Directions
Set down, character for character, everything in the records below from the line holding "[point] grey parrot" down to the line holding "[point] wire mesh", and no other line.

Dataset content
--- --- ---

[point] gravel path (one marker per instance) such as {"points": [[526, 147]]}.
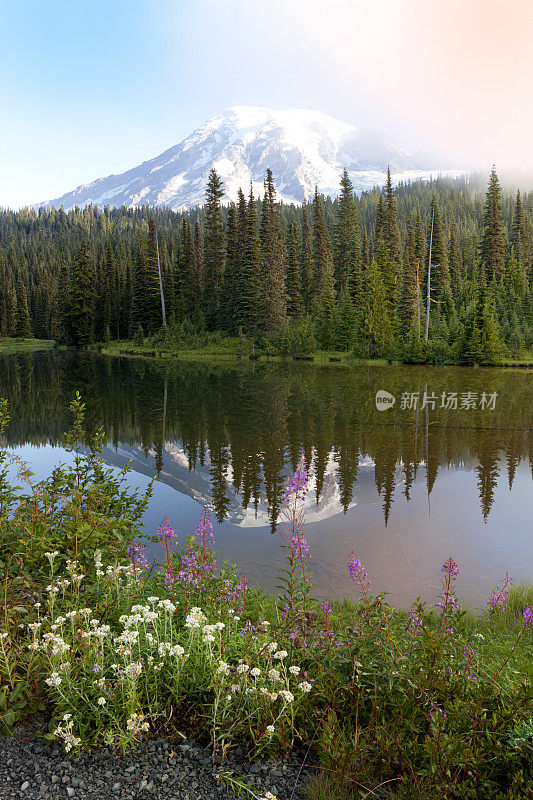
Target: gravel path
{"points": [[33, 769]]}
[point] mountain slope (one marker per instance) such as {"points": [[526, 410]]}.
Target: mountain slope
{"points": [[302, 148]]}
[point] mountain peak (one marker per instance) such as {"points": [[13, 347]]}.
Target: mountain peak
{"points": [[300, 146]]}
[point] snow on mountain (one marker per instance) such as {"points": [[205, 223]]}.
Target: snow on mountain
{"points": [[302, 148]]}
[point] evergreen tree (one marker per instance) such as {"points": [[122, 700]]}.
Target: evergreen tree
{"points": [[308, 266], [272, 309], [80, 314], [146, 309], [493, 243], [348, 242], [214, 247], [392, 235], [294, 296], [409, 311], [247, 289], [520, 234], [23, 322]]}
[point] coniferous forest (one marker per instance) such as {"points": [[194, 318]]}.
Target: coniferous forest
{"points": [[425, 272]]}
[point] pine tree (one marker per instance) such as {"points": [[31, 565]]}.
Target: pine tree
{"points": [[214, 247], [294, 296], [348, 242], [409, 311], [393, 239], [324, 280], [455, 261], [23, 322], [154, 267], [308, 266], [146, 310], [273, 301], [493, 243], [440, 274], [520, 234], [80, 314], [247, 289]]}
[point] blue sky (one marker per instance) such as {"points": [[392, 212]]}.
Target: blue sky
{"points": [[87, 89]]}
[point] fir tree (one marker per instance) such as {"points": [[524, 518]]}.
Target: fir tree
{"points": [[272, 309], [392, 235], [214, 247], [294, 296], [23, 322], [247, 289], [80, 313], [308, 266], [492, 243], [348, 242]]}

--- --- ---

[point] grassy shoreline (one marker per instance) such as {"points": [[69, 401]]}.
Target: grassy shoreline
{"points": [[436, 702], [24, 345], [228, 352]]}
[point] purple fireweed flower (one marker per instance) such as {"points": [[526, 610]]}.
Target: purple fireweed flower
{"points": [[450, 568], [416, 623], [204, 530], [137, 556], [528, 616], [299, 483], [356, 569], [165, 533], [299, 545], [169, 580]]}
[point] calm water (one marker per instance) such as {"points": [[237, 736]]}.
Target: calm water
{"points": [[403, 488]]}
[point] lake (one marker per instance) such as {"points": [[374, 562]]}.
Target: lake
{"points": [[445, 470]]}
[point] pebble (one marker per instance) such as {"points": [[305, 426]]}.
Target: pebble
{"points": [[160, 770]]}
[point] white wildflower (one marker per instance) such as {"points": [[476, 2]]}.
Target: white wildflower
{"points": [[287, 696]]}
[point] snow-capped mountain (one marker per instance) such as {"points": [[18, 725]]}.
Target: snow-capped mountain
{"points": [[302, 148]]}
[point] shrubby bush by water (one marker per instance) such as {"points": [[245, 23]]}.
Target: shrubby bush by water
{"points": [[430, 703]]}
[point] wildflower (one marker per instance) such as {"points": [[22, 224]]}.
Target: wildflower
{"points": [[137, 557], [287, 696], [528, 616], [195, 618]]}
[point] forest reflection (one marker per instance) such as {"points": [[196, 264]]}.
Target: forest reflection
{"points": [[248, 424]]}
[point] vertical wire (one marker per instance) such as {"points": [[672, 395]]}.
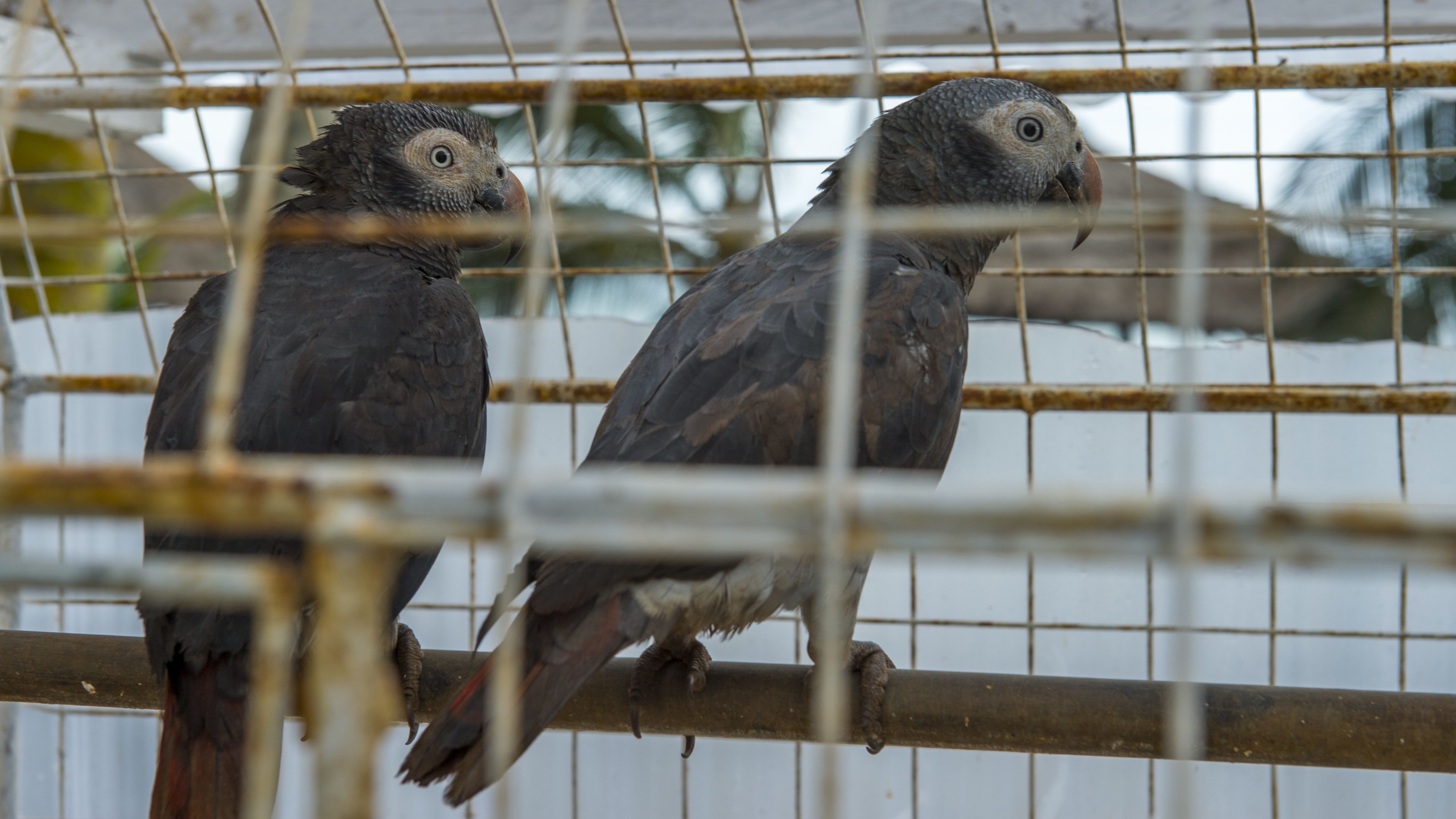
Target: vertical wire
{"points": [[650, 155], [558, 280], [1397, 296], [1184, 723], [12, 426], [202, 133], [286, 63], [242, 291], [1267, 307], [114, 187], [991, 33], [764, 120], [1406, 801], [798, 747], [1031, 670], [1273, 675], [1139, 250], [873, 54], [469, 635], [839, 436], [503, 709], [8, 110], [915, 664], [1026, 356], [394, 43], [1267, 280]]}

--- --- ---

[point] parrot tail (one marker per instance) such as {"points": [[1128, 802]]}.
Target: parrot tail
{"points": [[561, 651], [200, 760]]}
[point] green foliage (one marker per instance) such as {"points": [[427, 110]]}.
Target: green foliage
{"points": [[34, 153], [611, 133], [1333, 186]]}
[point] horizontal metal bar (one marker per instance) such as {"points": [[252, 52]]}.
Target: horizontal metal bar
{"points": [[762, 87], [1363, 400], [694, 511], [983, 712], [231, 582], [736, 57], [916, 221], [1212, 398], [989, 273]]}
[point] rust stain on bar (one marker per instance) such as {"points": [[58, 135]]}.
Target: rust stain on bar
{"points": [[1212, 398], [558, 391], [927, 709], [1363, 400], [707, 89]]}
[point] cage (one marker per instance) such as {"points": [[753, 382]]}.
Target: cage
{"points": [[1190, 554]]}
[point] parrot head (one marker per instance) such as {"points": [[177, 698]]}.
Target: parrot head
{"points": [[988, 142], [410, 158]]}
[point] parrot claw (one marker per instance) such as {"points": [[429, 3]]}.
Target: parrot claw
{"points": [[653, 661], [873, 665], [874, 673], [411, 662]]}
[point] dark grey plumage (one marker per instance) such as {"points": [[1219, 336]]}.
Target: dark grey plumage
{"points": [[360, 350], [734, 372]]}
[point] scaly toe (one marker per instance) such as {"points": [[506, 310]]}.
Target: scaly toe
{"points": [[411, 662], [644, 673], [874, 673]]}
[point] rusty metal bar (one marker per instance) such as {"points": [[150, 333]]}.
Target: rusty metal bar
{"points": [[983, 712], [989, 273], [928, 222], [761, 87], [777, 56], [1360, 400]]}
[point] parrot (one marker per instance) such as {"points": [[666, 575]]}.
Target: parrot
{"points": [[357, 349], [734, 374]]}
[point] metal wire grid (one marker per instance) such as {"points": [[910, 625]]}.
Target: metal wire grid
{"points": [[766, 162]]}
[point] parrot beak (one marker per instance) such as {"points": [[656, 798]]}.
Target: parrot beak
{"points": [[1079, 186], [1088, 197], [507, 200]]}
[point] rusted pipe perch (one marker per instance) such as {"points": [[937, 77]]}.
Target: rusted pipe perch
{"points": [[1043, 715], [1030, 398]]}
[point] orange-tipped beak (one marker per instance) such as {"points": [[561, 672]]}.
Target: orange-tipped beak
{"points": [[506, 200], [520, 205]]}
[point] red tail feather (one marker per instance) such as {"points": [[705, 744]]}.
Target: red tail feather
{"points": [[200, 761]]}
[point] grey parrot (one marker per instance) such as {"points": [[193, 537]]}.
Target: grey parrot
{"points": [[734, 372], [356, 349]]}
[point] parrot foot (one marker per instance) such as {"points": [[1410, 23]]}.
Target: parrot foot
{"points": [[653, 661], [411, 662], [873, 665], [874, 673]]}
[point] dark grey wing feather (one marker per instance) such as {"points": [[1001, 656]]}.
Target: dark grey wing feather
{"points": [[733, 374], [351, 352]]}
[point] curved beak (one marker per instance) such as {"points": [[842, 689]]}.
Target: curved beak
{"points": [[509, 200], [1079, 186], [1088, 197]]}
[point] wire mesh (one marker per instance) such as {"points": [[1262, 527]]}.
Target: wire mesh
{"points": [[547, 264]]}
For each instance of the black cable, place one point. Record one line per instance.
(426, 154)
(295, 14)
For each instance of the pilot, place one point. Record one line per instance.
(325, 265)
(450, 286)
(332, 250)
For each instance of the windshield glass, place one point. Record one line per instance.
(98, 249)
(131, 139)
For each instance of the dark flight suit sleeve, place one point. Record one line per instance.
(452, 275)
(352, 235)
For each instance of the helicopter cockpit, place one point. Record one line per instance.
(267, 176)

--- --- ---

Output for this task
[point] grey parrot (one marker per instance) such as {"points": [[193, 537]]}.
Target: grey parrot
{"points": [[734, 372], [356, 349]]}
[point] parrot foot (one marker per instance) such as {"points": [[1410, 23]]}.
Target: parrot foot
{"points": [[653, 661], [411, 662], [873, 665], [874, 673]]}
[point] dark grey wing feather (one marker per instance) such as {"points": [[1001, 656]]}.
Target: dark grey wing feather
{"points": [[733, 374], [351, 352]]}
[point] curved beak (one marker per instance) such as {"points": [[842, 689]]}.
Target: curved beak
{"points": [[509, 200], [1079, 186], [1088, 197]]}
[point] wire mesh (one marker per instance) such as {"points": [[1262, 527]]}.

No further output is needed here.